Write out the material below word for word, from the line containing "Please place a point on the boulder" through the end of the material.
========================================
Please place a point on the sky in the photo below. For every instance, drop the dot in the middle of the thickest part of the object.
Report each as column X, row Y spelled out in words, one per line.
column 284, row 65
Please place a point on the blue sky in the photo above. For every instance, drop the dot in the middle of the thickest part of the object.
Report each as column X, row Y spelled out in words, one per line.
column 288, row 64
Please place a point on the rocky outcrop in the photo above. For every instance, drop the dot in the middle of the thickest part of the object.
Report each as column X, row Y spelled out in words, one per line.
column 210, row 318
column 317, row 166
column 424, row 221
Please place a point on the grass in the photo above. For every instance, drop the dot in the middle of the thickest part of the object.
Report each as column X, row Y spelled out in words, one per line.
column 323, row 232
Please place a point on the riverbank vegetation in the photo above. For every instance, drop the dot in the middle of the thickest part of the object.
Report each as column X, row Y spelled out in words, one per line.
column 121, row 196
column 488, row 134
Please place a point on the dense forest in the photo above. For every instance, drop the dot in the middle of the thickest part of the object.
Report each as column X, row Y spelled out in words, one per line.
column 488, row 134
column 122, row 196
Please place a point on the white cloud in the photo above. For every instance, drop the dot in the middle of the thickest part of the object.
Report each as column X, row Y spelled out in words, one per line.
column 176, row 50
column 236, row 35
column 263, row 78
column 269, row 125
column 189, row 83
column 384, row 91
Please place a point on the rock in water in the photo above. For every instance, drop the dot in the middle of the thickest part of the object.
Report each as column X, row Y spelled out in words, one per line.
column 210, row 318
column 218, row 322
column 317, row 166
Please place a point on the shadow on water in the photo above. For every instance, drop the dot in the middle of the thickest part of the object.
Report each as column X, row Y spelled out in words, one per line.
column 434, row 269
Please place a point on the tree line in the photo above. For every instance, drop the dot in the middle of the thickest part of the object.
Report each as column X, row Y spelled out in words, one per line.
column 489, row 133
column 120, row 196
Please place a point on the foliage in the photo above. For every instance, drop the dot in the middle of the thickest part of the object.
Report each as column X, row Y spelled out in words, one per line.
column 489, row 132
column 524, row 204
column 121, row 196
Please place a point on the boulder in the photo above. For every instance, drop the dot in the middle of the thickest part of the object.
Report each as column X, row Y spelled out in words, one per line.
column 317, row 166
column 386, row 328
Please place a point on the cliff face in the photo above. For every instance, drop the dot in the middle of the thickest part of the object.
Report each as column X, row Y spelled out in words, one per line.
========================================
Task answer
Please place a point on the boulder in the photo above. For every instance, drop the dot in the middle of the thickest part of the object.
Report each as column X, row Y spelled out in words, one per line.
column 317, row 166
column 386, row 328
Please place a point on the cliff face in the photo above. For every instance, drop the dot in the middle of the thickest part of the object.
Report each as column X, row Y spelled out in words, one per line.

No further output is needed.